■ WHAT TO PRODUCE
Extract every line of the records that contains the string "soil", matching case exactly.

■ SOURCE MATERIAL
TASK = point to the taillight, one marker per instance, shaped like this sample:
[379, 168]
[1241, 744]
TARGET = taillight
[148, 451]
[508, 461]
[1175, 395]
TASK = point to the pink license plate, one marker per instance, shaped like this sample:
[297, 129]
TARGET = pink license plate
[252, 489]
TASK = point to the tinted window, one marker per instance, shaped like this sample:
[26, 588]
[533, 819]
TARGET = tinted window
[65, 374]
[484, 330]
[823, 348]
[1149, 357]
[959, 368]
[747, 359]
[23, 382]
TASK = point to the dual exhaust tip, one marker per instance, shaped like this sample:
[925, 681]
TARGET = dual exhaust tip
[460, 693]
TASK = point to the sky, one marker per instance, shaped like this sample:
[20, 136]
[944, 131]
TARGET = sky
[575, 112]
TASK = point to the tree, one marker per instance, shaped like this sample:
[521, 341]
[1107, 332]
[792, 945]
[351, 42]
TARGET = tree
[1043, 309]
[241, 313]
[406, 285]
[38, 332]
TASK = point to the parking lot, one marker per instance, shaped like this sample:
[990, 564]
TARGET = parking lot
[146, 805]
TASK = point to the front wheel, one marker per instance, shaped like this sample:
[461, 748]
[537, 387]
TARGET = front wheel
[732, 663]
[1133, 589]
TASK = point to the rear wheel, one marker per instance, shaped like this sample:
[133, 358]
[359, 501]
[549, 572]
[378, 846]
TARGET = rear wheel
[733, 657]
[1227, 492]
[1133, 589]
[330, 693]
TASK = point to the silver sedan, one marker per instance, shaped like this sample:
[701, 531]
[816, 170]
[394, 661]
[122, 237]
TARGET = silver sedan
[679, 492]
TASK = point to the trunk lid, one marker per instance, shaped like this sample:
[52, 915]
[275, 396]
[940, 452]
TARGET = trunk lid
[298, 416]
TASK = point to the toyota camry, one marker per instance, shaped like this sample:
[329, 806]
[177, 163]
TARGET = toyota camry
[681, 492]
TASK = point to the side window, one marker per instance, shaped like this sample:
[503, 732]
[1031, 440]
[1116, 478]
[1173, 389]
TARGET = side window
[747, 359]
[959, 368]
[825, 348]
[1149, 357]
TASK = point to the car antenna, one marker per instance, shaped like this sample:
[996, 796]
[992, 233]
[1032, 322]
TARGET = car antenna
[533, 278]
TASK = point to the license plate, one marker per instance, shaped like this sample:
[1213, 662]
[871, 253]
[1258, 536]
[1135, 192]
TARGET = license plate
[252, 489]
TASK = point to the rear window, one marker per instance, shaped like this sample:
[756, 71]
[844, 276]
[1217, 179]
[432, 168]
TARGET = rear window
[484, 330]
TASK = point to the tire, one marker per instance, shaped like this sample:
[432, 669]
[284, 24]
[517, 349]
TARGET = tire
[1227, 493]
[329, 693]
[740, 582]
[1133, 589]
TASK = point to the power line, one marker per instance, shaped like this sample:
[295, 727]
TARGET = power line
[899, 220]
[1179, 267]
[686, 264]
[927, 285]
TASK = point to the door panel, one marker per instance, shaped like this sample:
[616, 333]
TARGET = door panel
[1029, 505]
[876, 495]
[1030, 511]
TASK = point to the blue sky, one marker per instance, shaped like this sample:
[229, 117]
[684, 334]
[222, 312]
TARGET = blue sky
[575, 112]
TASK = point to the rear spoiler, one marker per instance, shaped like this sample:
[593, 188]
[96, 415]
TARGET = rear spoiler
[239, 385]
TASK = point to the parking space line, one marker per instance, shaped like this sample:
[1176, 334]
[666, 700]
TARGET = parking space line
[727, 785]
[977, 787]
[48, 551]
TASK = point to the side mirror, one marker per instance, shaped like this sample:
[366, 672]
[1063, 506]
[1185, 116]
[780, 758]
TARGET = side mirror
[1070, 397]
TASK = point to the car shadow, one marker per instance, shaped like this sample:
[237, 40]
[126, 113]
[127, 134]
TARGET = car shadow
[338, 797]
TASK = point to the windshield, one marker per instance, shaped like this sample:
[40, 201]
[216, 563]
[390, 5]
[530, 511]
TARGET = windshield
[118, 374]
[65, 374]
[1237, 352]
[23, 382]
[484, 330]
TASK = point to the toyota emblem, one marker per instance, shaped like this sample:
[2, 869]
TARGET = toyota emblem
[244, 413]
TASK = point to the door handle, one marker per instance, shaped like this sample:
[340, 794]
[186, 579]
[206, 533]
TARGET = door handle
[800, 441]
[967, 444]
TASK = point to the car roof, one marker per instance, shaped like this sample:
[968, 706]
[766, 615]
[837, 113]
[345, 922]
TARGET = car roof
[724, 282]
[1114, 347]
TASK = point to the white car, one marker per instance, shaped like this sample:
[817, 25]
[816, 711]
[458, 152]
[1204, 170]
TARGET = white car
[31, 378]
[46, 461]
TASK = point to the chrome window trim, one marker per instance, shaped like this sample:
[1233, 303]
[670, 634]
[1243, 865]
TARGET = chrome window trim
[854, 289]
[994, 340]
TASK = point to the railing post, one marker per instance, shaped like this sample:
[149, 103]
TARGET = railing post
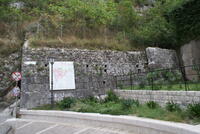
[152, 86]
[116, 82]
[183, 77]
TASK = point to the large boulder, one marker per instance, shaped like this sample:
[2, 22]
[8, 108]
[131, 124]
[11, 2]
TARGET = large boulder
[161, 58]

---

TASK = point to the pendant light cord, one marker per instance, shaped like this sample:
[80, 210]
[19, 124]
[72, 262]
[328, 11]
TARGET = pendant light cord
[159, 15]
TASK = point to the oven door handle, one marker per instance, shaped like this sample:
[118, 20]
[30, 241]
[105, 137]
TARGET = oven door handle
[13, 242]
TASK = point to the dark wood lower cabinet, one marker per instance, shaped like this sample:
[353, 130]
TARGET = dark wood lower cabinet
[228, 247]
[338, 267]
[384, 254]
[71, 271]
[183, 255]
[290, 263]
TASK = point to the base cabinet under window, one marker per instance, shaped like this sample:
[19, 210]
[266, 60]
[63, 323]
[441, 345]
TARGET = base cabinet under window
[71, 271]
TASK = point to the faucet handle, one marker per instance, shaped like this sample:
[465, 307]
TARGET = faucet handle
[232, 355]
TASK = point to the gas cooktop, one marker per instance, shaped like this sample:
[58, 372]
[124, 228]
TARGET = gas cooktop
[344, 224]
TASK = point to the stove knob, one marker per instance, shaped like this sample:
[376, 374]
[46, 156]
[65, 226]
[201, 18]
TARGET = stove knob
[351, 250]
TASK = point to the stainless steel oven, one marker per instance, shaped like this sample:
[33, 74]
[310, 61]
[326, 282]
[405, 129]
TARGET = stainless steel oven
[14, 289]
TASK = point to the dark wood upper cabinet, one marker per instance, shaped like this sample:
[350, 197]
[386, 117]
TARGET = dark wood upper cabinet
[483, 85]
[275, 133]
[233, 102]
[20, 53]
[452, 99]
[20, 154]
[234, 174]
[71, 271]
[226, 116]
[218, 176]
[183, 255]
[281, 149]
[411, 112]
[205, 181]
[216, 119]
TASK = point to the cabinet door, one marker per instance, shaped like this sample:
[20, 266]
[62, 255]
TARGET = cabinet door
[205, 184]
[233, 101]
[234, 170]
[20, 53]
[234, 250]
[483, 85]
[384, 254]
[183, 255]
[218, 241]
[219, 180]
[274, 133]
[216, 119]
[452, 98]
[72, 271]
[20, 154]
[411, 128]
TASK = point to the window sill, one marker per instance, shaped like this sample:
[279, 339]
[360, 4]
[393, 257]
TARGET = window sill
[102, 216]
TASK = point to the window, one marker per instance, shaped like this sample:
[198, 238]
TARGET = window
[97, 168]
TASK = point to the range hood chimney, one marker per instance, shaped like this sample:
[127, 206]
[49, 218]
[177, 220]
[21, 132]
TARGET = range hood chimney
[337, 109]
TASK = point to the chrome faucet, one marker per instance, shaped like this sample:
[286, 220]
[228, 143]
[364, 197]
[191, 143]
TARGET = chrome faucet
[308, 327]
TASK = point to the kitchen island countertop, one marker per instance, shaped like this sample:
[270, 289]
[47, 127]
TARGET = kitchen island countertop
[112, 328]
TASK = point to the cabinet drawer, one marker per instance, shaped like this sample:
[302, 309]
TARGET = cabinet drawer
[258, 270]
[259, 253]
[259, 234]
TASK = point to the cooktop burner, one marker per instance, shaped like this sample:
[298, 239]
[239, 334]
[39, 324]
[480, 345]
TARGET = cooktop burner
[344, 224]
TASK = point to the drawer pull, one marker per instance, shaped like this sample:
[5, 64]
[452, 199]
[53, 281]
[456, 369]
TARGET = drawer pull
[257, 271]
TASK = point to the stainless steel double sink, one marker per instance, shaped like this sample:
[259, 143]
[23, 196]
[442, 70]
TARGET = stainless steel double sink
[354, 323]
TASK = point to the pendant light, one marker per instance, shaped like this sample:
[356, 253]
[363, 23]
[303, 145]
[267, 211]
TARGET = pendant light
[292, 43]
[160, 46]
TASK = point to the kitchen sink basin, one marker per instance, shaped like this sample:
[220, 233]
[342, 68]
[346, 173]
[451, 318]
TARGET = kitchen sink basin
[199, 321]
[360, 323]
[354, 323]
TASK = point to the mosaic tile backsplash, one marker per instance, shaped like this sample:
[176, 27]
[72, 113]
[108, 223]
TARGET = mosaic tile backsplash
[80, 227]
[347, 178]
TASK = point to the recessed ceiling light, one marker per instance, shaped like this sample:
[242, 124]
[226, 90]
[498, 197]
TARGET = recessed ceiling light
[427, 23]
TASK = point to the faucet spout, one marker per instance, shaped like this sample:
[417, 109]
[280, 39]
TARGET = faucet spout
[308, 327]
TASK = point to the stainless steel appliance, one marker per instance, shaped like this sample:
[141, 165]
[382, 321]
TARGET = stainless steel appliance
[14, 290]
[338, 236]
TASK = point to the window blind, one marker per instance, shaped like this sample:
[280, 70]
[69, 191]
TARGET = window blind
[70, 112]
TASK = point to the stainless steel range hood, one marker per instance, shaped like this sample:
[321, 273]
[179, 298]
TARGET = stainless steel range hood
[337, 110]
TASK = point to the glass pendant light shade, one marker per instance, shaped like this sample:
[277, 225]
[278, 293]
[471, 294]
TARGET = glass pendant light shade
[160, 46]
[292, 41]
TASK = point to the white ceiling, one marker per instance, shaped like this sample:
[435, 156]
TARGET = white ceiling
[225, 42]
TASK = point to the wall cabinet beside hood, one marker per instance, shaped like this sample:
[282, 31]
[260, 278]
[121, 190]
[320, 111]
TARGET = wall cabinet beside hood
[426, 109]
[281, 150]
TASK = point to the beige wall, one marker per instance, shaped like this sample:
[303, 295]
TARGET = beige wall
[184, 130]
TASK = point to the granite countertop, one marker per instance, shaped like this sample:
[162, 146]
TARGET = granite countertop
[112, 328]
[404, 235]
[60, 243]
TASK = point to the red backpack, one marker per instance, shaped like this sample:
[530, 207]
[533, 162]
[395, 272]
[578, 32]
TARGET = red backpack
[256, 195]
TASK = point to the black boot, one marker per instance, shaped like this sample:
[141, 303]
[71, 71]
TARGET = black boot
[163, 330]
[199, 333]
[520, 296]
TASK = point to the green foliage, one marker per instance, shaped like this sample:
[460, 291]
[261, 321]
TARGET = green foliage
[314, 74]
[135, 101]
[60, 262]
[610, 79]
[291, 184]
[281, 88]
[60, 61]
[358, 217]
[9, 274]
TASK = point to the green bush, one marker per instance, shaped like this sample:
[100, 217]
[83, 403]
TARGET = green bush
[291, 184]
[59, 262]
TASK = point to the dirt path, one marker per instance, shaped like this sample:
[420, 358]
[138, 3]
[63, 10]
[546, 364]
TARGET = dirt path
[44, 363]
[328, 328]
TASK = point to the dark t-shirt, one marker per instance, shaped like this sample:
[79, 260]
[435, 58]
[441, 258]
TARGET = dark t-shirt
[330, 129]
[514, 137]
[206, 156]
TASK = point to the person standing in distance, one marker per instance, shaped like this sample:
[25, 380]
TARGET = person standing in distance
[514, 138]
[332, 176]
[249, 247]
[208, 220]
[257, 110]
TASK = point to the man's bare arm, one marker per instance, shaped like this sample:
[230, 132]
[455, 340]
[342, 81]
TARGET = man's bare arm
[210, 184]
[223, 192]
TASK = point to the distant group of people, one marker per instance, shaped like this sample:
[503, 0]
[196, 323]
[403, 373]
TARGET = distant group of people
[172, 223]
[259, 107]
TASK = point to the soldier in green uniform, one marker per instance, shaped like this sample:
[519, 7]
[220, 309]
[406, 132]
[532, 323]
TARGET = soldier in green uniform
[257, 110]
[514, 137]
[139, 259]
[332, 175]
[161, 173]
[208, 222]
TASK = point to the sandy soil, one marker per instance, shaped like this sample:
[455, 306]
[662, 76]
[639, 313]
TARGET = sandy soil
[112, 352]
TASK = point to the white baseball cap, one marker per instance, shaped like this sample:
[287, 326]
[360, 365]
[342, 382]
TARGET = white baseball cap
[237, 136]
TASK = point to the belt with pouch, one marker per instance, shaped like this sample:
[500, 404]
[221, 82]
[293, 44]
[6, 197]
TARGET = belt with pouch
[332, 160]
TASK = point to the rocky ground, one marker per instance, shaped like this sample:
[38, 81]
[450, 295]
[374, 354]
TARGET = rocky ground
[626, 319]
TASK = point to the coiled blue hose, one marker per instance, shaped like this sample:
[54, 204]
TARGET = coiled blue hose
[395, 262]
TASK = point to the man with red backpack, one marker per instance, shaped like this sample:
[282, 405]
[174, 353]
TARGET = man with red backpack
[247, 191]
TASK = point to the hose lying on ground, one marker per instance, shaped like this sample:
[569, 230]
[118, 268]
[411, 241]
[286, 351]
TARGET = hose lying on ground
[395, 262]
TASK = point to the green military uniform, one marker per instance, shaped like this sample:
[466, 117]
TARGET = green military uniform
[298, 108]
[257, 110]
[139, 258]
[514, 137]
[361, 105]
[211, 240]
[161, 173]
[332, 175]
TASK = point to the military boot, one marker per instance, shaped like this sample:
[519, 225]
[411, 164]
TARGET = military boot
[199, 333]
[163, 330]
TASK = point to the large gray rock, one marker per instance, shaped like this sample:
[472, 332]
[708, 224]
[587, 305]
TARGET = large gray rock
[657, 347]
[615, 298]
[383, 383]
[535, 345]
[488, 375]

■ TASK OUTPUT
TASK = point to the sandy soil, one marker per instance, shaped like this sample:
TARGET = sandy soil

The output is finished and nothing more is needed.